*Supplied passage:*
_ _ _ _
Currently Enrolling Trials
Egaten (triclabendazole) is an anthelmintic against Fasciola species.
Egaten is specifically indicated for the treatment of fascioliasis in patients 6 years of age and older.
Egaten is supplied as a tablet for oral administration. The recommended dose is 2 doses of 10 mg/kg given 12 hours apart in patients 6 years of age and older. The 250 mg tablets are functionally scored and divisible into two equal halves of 125 mg. If the dosage cannot be adjusted exactly, round the dose upwards. Take Egaten orally with food. The tablets can be swallowed whole or divided in half and taken with water or crushed and administered with applesauce. The crushed tablet mixed with applesauce is stable for up to 4 hours.
Mechanism of Action
Egaten (triclabendazole) is an anthelmintic against Fasciola species. It is designated chemically as benzimidazole derivative.
Adverse effects associated with the use of Egaten may include, but are not limited to, the following:
- abdominal pain
- decreased appetite
- musculoskeletal chest pain
Clinical Trial Results
The FDA approval of Egaten was based on the following:
An open label, randomized trial, conducted in Vietnam compared the efficacy of triclabendazole (two 10 mg/kg doses given 12 hours apart with food) to oral artesunate (4 mg/kg, given once daily for 10 days). One hundred patients (age range: 9-74 years) with acute symptomatic fascioliasis were randomized, 50 in each treatment group. At 3 months after treatment, 92% and 76% of patients in the triclabendazole and artesunate arms respectively, reported no clinical symptoms.
_ _ _ _
*Exercise data:*
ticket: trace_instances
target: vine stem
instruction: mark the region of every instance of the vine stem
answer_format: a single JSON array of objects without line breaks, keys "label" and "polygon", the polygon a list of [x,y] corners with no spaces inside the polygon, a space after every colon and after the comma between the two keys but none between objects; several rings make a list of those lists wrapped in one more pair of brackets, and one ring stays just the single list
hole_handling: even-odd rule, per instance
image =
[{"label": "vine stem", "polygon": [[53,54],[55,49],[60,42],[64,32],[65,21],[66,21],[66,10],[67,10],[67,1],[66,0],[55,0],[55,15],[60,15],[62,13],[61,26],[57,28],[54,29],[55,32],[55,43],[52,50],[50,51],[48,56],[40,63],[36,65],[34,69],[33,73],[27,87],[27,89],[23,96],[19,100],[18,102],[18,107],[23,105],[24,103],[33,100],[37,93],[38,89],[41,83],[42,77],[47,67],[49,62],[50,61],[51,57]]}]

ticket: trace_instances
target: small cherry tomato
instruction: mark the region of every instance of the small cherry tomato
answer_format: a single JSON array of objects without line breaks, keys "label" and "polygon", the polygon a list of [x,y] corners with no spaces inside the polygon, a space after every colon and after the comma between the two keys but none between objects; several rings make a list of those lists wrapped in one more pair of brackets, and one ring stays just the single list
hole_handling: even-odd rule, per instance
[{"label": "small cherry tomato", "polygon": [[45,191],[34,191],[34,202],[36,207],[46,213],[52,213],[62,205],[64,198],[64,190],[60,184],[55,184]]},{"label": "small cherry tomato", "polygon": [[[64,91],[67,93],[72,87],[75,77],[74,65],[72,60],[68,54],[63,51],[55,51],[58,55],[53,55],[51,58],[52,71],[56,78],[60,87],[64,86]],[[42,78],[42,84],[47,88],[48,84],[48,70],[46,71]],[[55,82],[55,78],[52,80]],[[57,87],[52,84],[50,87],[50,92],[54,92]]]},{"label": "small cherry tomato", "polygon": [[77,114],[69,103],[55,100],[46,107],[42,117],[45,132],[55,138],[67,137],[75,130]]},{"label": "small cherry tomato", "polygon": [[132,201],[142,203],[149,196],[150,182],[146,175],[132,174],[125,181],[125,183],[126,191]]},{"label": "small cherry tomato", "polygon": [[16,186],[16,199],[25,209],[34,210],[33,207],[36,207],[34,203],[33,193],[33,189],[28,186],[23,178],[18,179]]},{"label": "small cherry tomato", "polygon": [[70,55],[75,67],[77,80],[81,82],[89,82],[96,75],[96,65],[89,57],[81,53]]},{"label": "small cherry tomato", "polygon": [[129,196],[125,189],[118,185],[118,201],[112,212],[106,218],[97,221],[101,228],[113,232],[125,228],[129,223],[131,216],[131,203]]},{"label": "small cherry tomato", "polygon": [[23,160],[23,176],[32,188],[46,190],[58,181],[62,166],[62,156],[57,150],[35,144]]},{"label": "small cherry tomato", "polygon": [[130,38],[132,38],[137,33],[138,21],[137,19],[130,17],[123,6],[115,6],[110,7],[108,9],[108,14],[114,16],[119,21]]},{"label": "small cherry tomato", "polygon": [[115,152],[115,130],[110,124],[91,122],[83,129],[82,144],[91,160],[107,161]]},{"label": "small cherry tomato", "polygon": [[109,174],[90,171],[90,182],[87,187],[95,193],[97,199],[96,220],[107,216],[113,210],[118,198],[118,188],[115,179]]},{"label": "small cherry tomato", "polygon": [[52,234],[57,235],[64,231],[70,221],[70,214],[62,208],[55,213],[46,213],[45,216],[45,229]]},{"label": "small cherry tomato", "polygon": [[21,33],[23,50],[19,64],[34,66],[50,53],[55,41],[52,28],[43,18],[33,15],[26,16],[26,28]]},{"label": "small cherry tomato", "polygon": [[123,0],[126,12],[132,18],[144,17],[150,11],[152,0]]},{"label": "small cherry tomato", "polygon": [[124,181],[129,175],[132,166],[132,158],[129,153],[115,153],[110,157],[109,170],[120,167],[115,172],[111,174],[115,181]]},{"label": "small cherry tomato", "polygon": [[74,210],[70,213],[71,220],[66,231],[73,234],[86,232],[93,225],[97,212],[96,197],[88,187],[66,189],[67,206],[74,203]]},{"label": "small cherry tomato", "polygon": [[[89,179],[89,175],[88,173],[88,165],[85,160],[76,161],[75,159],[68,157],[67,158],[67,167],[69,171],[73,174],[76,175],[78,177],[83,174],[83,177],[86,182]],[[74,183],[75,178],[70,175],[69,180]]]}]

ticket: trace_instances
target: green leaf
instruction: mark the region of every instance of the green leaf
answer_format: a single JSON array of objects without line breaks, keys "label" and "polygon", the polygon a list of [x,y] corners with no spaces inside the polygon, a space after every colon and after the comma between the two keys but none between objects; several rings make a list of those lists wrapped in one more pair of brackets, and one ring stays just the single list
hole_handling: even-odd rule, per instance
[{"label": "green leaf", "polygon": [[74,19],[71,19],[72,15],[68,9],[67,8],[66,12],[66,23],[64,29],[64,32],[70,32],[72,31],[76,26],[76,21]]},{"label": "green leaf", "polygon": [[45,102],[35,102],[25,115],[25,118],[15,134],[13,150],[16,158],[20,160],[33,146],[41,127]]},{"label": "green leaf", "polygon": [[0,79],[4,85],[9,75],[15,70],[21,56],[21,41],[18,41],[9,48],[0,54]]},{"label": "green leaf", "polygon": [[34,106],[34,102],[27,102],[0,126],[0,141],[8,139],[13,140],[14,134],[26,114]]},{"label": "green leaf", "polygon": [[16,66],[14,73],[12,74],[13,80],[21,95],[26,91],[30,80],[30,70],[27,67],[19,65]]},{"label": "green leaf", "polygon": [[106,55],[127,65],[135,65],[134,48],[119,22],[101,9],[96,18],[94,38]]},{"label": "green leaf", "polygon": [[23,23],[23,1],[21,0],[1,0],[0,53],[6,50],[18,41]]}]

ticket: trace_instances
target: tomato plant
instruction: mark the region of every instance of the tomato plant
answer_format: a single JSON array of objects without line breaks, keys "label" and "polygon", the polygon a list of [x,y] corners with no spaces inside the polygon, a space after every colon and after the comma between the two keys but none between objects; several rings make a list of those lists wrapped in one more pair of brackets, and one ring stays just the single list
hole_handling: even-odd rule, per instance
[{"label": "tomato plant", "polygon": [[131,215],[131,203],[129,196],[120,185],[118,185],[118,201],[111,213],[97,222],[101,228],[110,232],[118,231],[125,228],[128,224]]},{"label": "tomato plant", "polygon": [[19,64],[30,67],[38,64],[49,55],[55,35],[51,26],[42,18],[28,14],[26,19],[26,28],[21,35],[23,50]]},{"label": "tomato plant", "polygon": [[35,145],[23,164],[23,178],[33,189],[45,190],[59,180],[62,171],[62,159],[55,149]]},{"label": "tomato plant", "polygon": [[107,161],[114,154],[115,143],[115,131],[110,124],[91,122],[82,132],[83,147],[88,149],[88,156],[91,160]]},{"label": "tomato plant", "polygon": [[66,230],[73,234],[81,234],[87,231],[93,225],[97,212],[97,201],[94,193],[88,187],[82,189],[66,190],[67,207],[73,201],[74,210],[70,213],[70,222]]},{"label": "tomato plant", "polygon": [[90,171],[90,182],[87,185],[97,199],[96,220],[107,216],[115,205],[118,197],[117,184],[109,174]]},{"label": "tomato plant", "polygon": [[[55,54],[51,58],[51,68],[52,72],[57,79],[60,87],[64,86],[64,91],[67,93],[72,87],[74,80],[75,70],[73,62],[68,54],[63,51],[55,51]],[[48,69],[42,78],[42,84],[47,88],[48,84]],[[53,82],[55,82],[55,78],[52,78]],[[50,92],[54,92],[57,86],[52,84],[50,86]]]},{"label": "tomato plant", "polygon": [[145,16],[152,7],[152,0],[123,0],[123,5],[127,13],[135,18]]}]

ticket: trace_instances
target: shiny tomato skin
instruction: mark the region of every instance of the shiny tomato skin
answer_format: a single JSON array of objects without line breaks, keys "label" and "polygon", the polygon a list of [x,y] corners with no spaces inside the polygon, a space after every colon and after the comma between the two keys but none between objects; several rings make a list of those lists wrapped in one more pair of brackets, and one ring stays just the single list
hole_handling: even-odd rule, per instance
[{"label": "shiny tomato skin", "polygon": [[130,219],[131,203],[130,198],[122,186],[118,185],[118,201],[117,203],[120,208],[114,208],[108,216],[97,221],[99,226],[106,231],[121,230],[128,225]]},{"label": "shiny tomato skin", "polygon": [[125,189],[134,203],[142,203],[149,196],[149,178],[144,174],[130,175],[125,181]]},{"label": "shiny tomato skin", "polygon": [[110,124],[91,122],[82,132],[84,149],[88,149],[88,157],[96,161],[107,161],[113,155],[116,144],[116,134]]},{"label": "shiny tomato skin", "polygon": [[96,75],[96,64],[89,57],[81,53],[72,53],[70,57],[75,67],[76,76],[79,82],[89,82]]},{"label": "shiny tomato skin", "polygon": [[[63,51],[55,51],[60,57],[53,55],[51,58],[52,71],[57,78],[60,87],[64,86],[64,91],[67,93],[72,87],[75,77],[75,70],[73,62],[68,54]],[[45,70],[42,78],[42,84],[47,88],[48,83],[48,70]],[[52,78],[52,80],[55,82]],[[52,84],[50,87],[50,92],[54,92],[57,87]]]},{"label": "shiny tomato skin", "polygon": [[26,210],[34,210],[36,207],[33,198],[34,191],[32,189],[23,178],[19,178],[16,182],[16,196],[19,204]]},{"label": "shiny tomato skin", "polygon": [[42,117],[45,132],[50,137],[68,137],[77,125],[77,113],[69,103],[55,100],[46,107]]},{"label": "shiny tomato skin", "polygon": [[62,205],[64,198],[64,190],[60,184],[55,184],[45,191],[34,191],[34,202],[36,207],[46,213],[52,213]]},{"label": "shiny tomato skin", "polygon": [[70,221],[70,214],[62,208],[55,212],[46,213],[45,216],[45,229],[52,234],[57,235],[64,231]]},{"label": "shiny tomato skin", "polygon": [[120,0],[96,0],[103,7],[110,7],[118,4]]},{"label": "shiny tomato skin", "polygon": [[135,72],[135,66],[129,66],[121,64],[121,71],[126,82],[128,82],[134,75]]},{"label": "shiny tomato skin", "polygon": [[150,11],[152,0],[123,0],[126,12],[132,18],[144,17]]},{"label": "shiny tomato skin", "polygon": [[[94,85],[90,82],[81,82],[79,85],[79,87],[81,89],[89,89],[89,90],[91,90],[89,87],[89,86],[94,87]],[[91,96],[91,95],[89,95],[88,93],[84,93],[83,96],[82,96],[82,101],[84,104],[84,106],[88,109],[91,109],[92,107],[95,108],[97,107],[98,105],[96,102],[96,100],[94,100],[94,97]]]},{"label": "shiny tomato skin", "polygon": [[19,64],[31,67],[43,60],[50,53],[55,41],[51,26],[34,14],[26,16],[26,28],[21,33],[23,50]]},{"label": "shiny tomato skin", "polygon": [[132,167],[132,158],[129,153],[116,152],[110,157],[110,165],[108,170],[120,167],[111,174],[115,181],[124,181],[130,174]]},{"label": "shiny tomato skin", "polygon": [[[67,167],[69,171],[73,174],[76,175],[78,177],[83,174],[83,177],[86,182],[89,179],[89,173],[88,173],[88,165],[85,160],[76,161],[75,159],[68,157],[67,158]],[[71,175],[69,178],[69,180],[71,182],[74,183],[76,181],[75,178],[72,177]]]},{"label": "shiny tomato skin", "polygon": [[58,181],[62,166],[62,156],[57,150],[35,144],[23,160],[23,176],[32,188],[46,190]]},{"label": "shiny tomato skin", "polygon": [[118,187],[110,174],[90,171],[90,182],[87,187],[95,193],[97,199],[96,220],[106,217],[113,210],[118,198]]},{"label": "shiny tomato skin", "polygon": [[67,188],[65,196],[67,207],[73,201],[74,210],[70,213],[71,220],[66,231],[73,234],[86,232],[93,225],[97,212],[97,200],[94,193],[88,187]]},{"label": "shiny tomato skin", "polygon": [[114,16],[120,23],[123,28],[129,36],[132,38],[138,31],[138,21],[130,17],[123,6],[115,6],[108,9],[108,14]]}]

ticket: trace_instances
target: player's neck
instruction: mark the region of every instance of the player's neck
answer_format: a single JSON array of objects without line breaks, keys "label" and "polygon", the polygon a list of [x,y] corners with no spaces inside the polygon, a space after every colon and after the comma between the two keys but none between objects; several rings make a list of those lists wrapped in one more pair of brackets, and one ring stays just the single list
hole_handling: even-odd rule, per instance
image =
_ _ _ _
*Tasks to carry out:*
A – List every adverse effect that the Egaten text names.
B – According to the Egaten text, how long does a crushed tablet mixed with applesauce stay stable?
C – In two or three sentences, state what the Egaten text gives as the basis for the FDA approval of Egaten.
These records have no connection to the Egaten text.

*Answers by item number:*
A – Abdominal pain, decreased appetite, and musculoskeletal chest pain.

B – Up to 4 hours.

C – The approval was based on an open-label, randomized trial in Vietnam. In it, 100 patients with acute symptomatic fascioliasis received either triclabendazole (two 10 mg/kg doses 12 hours apart with food) or oral artesunate (4 mg/kg once daily for 10 days). At 3 months after treatment, 92% of the triclabendazole group and 76% of the artesunate group reported no clinical symptoms.